» WORK INSTRUCTIONS:
• a. Output the passage of the matrix-row similarity thread from "I have a matrix" up to and including "the row number.", reproducing its wording precisely.
• b. Pick up the matrix-row similarity thread immediately after its final sentence and carry it forward.

» SOURCE EXCERPT:
◇ ◇ ◇ ◇ ◇ ◇ ◇

0
votes

I have a matrix with a large number of rows. I have another matrix that I will loop through one row at a time. For each row in the second matrix, I need to look for similar rows in the first matrix. Once all the similar rows are found, I need to know the row numbers of the similar rows. These rows will almost never be exact, so ismember does not work.

Also, the solution would preferably (not necessarily, however) give some way to set a level of similarity that would trigger the code to say it is similar and give me the row number.

Is there any way to do this? I've looked around, and I can't find anything.

1
What is your measure of similarity, eucliadean distance? pdist2 should help youDan
@ServerS Note also that pdist2 can be used with other distances, not just EuclideanLuis Mendo

1 Answers

3
votes

You could use cosine distance, which finds the angle between two vectors. Similar vectors (in your case, a row and your comparison vector) have a value close to 1 and dissimilar vectors have a value close to 0.

◇ ◇ ◇ ◇ ◇ ◇ ◇

» DATA SECTION:
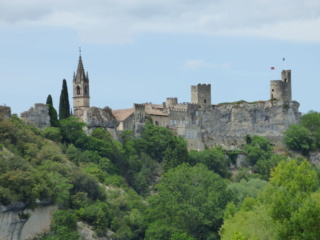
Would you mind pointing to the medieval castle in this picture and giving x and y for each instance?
(200, 122)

◇ ◇ ◇ ◇ ◇ ◇ ◇

» ANSWERS BY TASK:
• a.
I have a matrix with a large number of rows. I have another matrix that I will loop through one row at a time. For each row in the second matrix, I need to look for similar rows in the first matrix. Once all the similar rows are found, I need to know the row numbers of the similar rows. These rows will almost never be exact, so ismember does not work.

Also, the solution would preferably (not necessarily, however) give some way to set a level of similarity that would trigger the code to say it is similar and give me the row number.

• b.
function d = cosSimilarity(u, v)
  d = dot(u,v)/(norm(u)*norm(v));
end

To apply this function to each to all pairs of rows in the matrices M and V you could use nested for loops. Hardly the most elegant, but it will work:

numRowsM = size(M, 1)
numRowsV = size(V, 1)
similarThresh = .9

for m = 1:numRowsM
    for v = 1:numRowsV 
        similarity = cosSimilarity(V(v,:), M(m, :))

        % Notify about similar rows
        if similarity > similarThresh
            disp([num2str(m) ' is similar to a row in V'])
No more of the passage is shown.